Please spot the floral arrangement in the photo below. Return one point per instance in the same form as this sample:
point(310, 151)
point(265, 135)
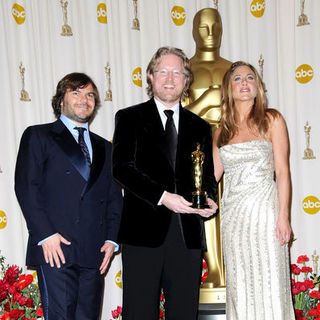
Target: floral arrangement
point(117, 313)
point(19, 297)
point(306, 293)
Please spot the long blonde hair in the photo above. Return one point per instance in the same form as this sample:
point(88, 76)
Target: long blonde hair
point(259, 116)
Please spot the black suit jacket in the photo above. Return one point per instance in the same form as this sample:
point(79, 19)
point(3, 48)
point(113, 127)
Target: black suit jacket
point(140, 164)
point(55, 198)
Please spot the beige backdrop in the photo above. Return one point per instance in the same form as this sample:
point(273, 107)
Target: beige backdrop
point(34, 55)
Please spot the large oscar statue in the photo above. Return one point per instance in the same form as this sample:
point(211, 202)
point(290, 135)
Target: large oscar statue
point(208, 69)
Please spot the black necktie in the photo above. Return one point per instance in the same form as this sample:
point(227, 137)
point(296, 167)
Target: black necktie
point(85, 151)
point(171, 138)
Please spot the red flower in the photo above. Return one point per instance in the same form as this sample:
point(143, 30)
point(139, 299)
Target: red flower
point(306, 269)
point(29, 303)
point(302, 259)
point(309, 283)
point(5, 316)
point(296, 270)
point(314, 294)
point(17, 296)
point(11, 274)
point(22, 301)
point(12, 289)
point(295, 291)
point(299, 314)
point(115, 314)
point(15, 314)
point(7, 307)
point(39, 312)
point(24, 281)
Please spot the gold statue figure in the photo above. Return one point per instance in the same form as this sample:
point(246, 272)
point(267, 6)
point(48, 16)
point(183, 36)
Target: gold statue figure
point(261, 63)
point(199, 197)
point(308, 152)
point(108, 96)
point(208, 68)
point(197, 158)
point(24, 95)
point(315, 260)
point(66, 29)
point(303, 19)
point(135, 21)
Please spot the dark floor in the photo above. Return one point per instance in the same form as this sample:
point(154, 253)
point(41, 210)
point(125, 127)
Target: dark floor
point(214, 311)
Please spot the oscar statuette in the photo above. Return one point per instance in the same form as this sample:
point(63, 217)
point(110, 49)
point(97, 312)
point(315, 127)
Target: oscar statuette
point(199, 197)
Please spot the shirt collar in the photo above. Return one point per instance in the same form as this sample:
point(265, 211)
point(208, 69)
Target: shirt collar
point(161, 107)
point(71, 124)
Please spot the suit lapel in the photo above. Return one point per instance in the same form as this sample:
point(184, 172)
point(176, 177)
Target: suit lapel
point(98, 160)
point(154, 127)
point(68, 145)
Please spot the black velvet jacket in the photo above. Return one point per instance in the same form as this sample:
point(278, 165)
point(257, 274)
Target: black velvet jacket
point(141, 166)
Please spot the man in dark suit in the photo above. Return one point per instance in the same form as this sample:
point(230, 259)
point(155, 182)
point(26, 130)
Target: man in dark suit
point(70, 201)
point(163, 237)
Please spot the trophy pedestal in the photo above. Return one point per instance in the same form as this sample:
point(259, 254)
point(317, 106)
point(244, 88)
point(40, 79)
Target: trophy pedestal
point(199, 200)
point(212, 295)
point(210, 311)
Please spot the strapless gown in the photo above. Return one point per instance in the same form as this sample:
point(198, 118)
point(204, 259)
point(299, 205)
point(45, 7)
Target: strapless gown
point(257, 267)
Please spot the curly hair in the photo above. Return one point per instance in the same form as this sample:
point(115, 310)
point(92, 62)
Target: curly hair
point(73, 81)
point(259, 115)
point(155, 60)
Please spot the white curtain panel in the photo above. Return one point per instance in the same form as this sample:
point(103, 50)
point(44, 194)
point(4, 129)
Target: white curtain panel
point(35, 55)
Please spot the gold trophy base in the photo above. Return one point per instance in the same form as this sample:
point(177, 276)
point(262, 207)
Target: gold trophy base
point(135, 24)
point(212, 295)
point(66, 31)
point(303, 20)
point(308, 154)
point(108, 96)
point(199, 200)
point(24, 95)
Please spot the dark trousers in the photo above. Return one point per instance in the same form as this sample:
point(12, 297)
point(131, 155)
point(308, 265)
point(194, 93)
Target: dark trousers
point(172, 267)
point(70, 293)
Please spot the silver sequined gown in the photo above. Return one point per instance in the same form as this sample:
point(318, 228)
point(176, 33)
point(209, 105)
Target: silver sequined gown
point(257, 267)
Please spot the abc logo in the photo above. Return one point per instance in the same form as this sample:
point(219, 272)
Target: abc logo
point(257, 8)
point(136, 77)
point(35, 278)
point(3, 220)
point(178, 15)
point(311, 205)
point(18, 13)
point(304, 73)
point(102, 13)
point(118, 280)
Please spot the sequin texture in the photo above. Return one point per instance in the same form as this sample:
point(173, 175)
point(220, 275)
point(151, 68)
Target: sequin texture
point(257, 267)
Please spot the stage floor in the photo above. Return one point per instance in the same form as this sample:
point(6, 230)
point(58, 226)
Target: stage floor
point(214, 311)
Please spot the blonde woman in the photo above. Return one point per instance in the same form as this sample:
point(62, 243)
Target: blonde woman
point(251, 148)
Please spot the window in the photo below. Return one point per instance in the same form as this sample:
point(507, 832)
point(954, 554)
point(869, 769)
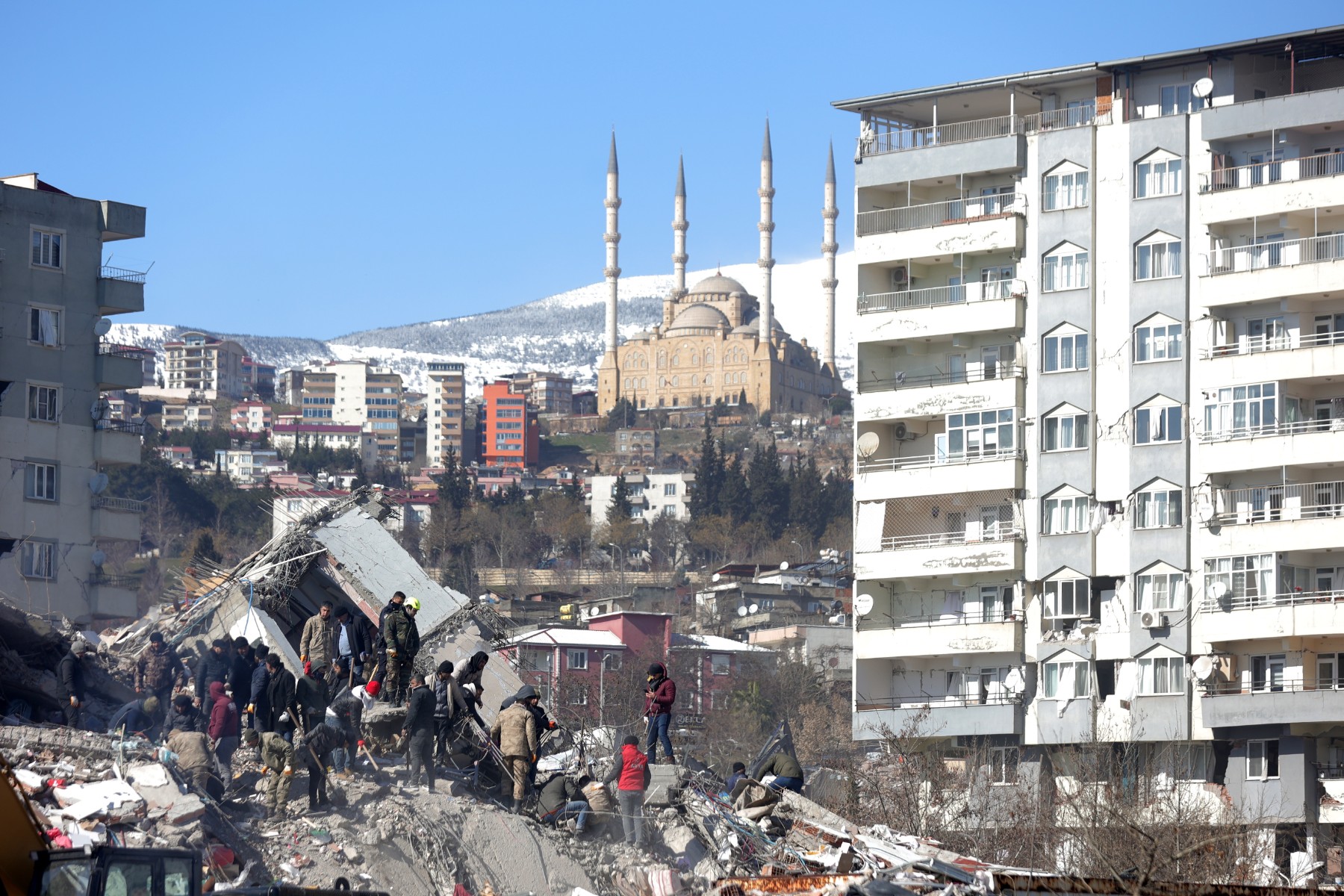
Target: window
point(40, 481)
point(1066, 187)
point(1157, 423)
point(40, 559)
point(1066, 598)
point(1261, 759)
point(1066, 432)
point(1066, 267)
point(1157, 508)
point(43, 403)
point(1159, 590)
point(1066, 679)
point(1162, 675)
point(1157, 341)
point(1159, 175)
point(45, 327)
point(46, 249)
point(1065, 514)
point(1157, 257)
point(1065, 349)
----------
-- AIM --
Reproduce the records starting at the line containing "Please spot the black suit" and ending at the line containing "point(24, 281)", substituting "tan" for "beige" and leaving all else unchanged.

-- SOLUTION FOR THIS PROBLEM --
Please spot the black suit jacket in the photo above. Return one point per instance in the same form as this sample:
point(79, 19)
point(3, 48)
point(113, 127)
Target: black suit jacket
point(140, 164)
point(55, 198)
Please spot the tan backdrop in the photo above. Return one point per instance in the same form as this sample:
point(273, 107)
Target: tan backdrop
point(34, 55)
Please spot the large oscar statue in the photo above. Return one point per instance in the same form as this sample:
point(211, 202)
point(290, 135)
Target: large oscar statue
point(208, 69)
Please spot the black necktie in the photo above. Return one point per instance in the same form as this sample:
point(227, 137)
point(296, 167)
Target: black necktie
point(85, 151)
point(171, 138)
Please spot the red flower in the photo above. Return one point per instance in the same form as this sample:
point(143, 30)
point(139, 299)
Target: red flower
point(306, 269)
point(29, 303)
point(302, 259)
point(309, 283)
point(5, 316)
point(296, 270)
point(314, 294)
point(17, 296)
point(11, 274)
point(22, 301)
point(12, 289)
point(295, 291)
point(299, 314)
point(115, 314)
point(15, 314)
point(7, 307)
point(39, 312)
point(24, 281)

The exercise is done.